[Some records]
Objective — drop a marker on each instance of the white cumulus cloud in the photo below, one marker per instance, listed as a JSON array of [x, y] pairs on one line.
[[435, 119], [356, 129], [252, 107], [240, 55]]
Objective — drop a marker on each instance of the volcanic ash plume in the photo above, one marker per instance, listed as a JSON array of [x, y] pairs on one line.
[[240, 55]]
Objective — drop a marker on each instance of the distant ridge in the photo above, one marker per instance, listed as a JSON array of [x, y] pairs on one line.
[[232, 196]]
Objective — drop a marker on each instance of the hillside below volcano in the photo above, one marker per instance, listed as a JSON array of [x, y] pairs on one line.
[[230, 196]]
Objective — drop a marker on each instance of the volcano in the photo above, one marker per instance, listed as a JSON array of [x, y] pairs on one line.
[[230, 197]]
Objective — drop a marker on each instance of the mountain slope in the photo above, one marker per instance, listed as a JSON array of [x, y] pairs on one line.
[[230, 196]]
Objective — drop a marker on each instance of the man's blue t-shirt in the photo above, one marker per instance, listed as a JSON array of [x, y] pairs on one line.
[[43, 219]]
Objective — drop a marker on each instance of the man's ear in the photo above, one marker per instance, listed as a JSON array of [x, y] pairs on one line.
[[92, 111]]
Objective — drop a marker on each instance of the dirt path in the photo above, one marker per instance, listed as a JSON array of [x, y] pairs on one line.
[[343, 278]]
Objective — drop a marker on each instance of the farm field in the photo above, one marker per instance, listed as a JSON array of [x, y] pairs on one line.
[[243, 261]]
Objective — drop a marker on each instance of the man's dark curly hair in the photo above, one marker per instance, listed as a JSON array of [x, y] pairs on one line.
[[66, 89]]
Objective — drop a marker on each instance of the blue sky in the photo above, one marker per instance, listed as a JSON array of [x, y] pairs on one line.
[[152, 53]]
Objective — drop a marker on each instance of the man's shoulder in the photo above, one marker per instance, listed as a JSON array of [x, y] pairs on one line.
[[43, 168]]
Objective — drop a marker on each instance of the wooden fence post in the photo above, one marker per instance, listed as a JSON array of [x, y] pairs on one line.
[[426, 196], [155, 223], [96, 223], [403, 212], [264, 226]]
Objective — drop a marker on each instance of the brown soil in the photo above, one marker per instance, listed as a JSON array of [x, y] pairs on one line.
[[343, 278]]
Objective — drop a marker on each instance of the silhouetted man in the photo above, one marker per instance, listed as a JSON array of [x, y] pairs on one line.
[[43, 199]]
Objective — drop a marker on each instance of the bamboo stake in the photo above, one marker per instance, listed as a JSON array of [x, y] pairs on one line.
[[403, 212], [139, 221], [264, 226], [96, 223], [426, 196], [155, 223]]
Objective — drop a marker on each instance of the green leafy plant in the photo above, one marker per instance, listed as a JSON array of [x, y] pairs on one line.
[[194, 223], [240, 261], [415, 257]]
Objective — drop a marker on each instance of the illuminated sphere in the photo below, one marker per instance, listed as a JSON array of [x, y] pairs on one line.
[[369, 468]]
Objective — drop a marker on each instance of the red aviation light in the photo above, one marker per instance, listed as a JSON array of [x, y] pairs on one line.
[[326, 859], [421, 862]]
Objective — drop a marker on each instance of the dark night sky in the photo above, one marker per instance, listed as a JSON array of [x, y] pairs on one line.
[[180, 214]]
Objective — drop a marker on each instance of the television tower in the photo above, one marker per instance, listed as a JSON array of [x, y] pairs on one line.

▶ WORK TO COMPLETE
Take the records above and return them exactly as written.

▶ FINISHED ANSWER
Objective — drop a marker on each instance of the white cumulus cloud in the photo below, one marker per instance, listed as a JSON array of [x, y] pairs on one line.
[[435, 119], [356, 129], [252, 107], [240, 55]]
Objective — drop a marker on each instance of the volcanic ash plume in the photo above, one marker per instance, listed as a JSON array of [x, y] pairs on one line.
[[240, 55]]
Objective — drop a marker on each instance of the distant ridge in the photo above, one marker per instance, listed as a JSON array of [x, y] pairs on one line.
[[232, 196]]
Objective — drop a marker on each instance of the hillside below volcano in the photo above, one marker per instance, listed as a JSON array of [x, y] pairs on one line.
[[230, 196]]
Objective — drop a marker on each instance of the volcano in the photo above, one marker per instance, listed as a JSON array of [x, y] pairs on one line.
[[230, 197]]
Objective — drop a marker on each instance of the mountain slope in the photo above, one marker per instance, listed as a JSON array of [x, y] pairs on one line.
[[230, 196]]
Objective — drop a marker on each instance of the man's blue t-shirt in the photo above, one marker per instance, listed as a JSON array of [x, y] pairs on one line.
[[43, 219]]
Objective — drop a marker on each instance of the man's ear in the photo above, one marker per instance, listed as a JSON array of [x, y] pairs on one line.
[[92, 111]]
Objective — drop a marker on each instance of the dirt path in the photo above, one marker per instance, listed as a JSON array of [x, y] pairs on one line.
[[343, 278]]
Objective — drop a marker on each instance of the farm field in the photo above, one marker per instance, listed as a JSON array of [x, y] pairs on one line.
[[243, 261]]
Objective — drop a marker on each instance of the man's dark curly hair in the photo above, one marker per instance, listed as a JSON array of [x, y] pairs on one line.
[[66, 89]]
Objective — drop a marker on each instance of the blue sky in the photo above, one marker per instance, listed as a JSON array of [x, y] pairs on one line.
[[152, 53]]
Objective — drop a marker on each instance of the man's shoulder in the photo above, one marker per instance, listed as a JSON array of [x, y] pairs on one line.
[[43, 168]]
Objective — drop a marker on each instance of the wooden fence post in the photo above, one marker per instance, listed as a JSON array of [x, y] pairs on one line.
[[426, 196], [155, 223], [96, 223], [403, 212], [264, 226]]
Objective — drop a marker on each instance of the brown soil in the photo above, one marker per instance, listed as a JSON array of [x, y] pairs on one line.
[[343, 278]]
Objective — drop a marker on each instance of the silhouetted man in the photo above, one marker per instance, listed as a JSON array of [x, y] pairs on one line.
[[43, 199]]
Objective — drop a marker on each instance of the bamboo stake in the photo above, one marker per instance, listed as a JSON array of [x, y] pairs on one line.
[[403, 212], [139, 221], [264, 226], [96, 223], [426, 196], [155, 223]]
Objective — drop a marker on each instance of the green leafy plant in the photo above, one marker per instance, listed as a JSON array of [x, y] pairs on one line.
[[194, 223], [240, 261], [415, 257]]
Objective — drop a marker on each instance of the illuminated sphere in the photo below, one marker per instance, listed as a JSON array of [x, y] pairs on one line.
[[369, 468]]
Objective — drop a marker on each instance of the red aviation light in the photo above, one marker per instance, listed as a JSON array of [x, y] pairs on one line.
[[326, 859], [421, 862]]
Objective — drop a marker on each instance of the dark night sky in the photo above, one marker per instance, listed as a JSON array of [x, y] pairs on one line.
[[180, 214]]
Objective — drop a marker on each instance of the television tower in the photo above, one marker per instance, listed as a JSON array of [x, y] pairs on one line.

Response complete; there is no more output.